----- PROVIDED DATA -----
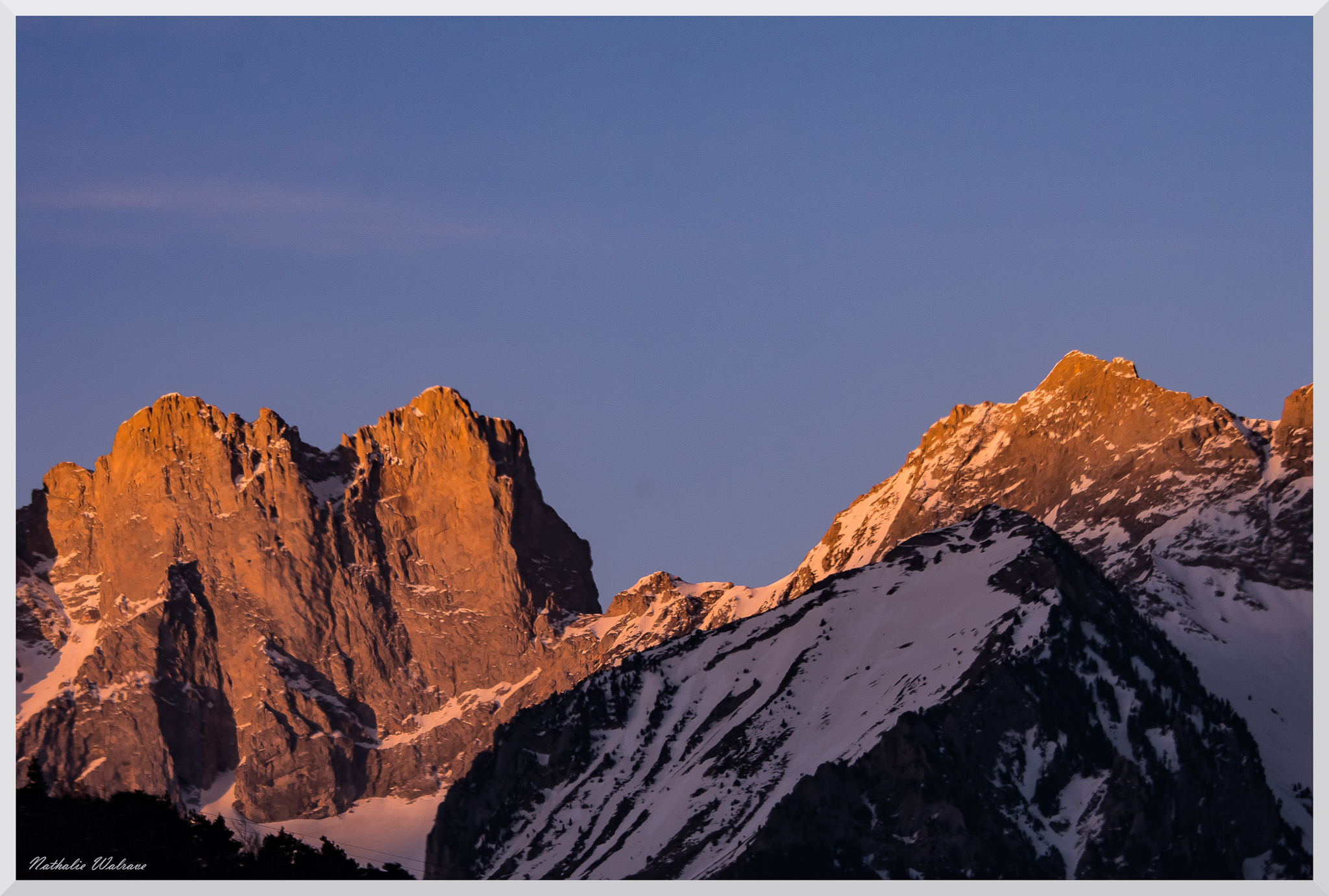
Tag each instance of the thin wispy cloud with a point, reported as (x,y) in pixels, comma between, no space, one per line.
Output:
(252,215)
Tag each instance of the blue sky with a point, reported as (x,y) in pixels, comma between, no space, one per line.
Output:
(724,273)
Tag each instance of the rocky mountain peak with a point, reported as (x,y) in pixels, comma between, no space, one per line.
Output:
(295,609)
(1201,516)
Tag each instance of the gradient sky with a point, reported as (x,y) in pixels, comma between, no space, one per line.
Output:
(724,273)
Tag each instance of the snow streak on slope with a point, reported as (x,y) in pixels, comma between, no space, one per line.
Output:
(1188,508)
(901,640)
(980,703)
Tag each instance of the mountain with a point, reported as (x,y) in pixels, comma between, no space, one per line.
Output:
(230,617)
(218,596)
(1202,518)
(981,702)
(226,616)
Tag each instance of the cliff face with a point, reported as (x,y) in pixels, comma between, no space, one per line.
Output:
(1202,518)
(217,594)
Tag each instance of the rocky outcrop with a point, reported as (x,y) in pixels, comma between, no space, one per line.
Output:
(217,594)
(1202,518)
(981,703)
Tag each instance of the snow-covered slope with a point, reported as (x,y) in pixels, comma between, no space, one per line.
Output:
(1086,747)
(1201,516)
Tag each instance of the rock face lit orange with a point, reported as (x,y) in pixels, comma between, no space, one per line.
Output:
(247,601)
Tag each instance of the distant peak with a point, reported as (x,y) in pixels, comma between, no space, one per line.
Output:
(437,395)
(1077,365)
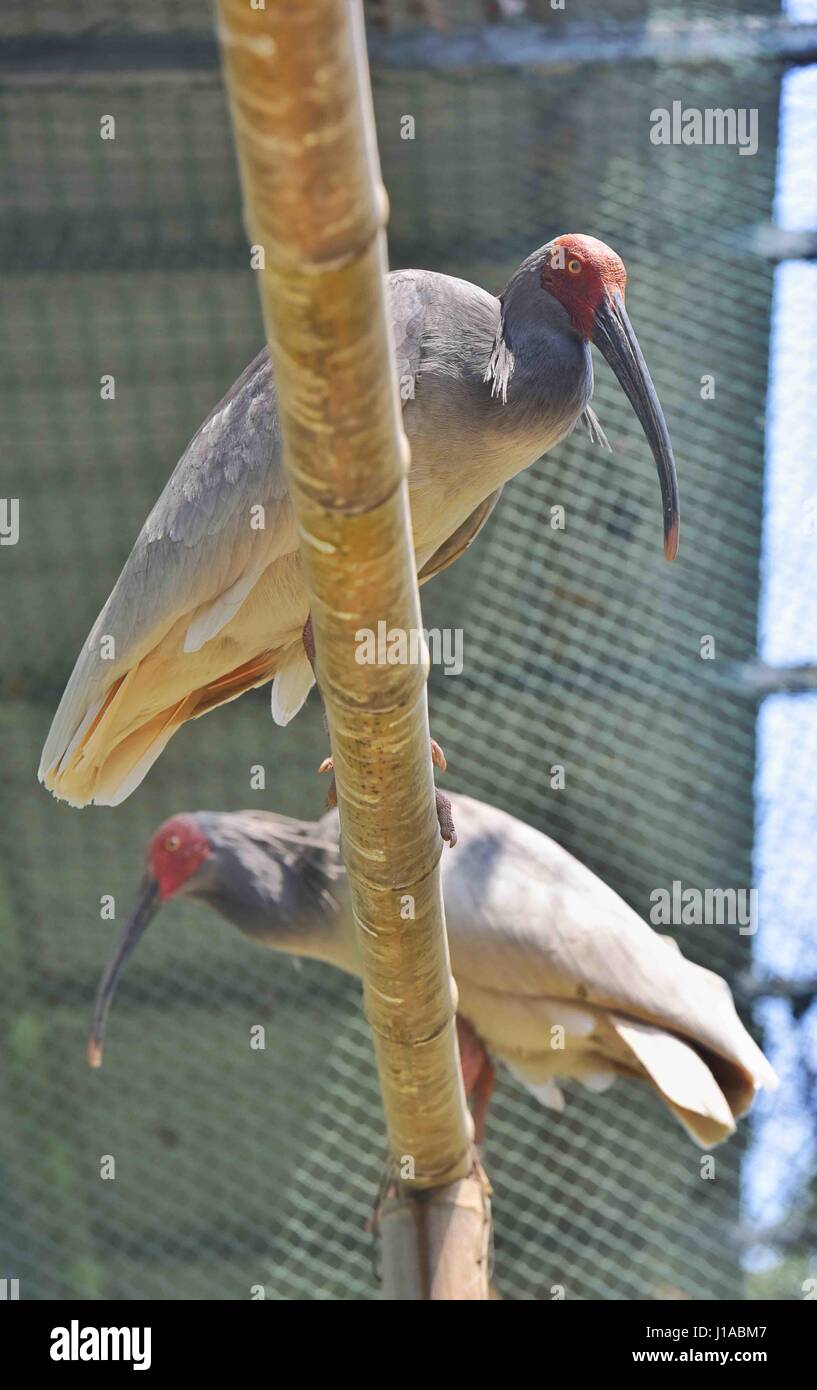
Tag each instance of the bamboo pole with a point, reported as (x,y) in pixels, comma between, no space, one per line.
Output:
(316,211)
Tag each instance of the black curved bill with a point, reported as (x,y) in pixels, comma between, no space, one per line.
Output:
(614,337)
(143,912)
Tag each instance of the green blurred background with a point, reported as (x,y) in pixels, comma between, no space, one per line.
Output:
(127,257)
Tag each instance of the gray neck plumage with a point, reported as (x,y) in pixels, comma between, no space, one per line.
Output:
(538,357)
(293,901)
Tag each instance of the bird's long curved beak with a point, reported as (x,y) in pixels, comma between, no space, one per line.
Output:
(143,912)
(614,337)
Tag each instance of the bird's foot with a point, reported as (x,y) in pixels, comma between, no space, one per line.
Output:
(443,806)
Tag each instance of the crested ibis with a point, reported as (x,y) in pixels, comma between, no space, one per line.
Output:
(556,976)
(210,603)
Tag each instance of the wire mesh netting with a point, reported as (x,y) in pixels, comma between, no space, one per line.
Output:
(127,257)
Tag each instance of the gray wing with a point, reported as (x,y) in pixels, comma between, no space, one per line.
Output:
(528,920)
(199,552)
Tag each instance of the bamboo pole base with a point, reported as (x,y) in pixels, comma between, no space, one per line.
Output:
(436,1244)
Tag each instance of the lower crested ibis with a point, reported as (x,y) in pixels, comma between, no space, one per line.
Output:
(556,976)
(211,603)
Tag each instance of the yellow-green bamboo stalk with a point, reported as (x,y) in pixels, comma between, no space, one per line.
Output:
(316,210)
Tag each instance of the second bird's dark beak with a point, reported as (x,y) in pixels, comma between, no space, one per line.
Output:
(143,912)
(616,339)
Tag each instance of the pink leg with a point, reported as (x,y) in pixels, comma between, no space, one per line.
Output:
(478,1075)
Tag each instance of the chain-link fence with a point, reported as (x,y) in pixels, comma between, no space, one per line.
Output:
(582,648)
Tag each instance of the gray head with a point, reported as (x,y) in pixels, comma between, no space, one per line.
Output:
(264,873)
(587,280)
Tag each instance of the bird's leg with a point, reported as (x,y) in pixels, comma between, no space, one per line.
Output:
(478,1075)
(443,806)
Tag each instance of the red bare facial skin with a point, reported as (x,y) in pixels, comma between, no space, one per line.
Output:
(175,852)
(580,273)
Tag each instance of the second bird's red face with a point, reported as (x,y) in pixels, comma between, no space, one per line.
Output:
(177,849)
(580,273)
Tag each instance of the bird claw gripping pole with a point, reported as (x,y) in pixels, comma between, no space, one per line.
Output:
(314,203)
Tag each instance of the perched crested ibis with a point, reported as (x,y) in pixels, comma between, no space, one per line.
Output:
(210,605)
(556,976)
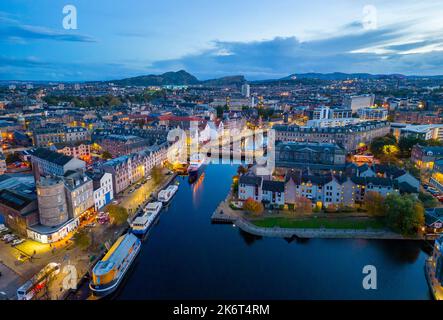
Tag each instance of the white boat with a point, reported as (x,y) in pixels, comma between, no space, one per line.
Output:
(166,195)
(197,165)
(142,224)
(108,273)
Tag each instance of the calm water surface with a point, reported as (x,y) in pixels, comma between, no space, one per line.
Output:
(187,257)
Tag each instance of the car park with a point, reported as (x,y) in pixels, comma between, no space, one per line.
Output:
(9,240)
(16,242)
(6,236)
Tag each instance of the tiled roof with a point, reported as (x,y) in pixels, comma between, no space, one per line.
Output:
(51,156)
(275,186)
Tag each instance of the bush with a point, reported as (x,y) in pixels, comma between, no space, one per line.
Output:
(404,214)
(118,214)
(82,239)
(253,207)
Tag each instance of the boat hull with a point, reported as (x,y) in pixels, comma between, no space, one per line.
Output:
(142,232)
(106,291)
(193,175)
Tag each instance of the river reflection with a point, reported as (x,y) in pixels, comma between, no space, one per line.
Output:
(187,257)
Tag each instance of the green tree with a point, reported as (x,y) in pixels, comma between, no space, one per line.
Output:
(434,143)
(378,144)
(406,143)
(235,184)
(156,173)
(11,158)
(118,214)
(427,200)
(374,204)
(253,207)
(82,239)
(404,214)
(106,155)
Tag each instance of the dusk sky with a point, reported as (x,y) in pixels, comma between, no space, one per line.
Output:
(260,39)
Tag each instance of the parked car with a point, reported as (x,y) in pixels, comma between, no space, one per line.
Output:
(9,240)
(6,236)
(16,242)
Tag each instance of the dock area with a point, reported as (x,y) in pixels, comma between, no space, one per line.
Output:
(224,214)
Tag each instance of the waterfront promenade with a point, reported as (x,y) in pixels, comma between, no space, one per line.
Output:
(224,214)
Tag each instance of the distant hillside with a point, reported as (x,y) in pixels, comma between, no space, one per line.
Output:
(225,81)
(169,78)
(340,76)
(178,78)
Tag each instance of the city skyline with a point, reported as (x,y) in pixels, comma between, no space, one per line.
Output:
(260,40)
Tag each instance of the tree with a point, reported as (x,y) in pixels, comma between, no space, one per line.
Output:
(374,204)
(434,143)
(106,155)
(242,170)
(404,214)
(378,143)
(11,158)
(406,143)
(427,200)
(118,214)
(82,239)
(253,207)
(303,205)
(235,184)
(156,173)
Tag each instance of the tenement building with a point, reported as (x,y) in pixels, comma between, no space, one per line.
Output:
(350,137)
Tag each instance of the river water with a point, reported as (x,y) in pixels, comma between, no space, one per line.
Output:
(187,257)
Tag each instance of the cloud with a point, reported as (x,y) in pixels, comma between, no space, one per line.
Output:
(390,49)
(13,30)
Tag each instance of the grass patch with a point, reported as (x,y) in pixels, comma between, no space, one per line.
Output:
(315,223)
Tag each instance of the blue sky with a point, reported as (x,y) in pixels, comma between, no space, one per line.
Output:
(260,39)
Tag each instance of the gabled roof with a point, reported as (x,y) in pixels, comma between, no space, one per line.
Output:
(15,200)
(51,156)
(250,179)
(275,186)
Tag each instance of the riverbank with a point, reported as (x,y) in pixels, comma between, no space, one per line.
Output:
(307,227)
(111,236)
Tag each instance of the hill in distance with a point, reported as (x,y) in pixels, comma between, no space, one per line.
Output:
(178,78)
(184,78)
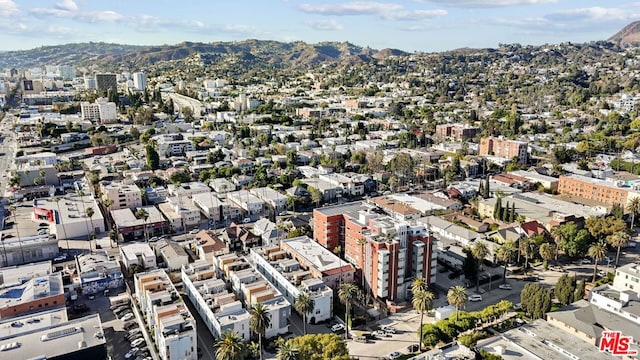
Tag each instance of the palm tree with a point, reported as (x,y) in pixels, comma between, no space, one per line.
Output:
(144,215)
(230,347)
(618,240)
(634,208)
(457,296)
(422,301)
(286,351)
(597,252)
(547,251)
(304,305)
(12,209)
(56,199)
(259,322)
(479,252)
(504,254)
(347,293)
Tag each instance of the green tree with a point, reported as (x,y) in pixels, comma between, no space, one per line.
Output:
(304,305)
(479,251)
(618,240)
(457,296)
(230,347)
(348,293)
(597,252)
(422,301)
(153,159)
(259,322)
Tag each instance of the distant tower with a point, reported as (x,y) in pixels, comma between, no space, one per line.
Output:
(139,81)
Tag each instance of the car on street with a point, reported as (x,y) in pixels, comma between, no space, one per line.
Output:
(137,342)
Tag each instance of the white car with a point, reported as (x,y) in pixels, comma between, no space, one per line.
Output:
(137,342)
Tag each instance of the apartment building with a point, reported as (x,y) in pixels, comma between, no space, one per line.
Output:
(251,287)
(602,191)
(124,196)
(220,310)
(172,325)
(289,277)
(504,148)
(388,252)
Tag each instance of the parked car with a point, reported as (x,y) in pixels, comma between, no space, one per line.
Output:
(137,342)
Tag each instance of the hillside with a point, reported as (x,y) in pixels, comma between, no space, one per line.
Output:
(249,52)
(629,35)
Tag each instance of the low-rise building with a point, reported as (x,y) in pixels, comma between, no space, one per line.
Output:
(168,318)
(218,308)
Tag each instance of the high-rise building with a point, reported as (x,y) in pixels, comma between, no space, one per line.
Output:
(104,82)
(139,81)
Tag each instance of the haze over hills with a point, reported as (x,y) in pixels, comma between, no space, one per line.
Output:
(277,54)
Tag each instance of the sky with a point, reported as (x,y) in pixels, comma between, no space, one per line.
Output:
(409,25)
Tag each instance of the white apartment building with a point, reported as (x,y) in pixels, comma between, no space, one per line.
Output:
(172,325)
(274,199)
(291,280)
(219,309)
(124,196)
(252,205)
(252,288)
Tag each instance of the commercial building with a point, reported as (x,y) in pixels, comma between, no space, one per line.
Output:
-----
EXERCISE DETAILS: Should a line in the material contain "snow", copy it.

YOUR RESPONSE:
Tag each instance of the snow streak on slope with a point, reported as (x,y) in pixels, comma between, no space, one per line.
Tag each instance of the snow-covered slope with a point, reported as (x,y) in pixels, comma between, no space, one per line.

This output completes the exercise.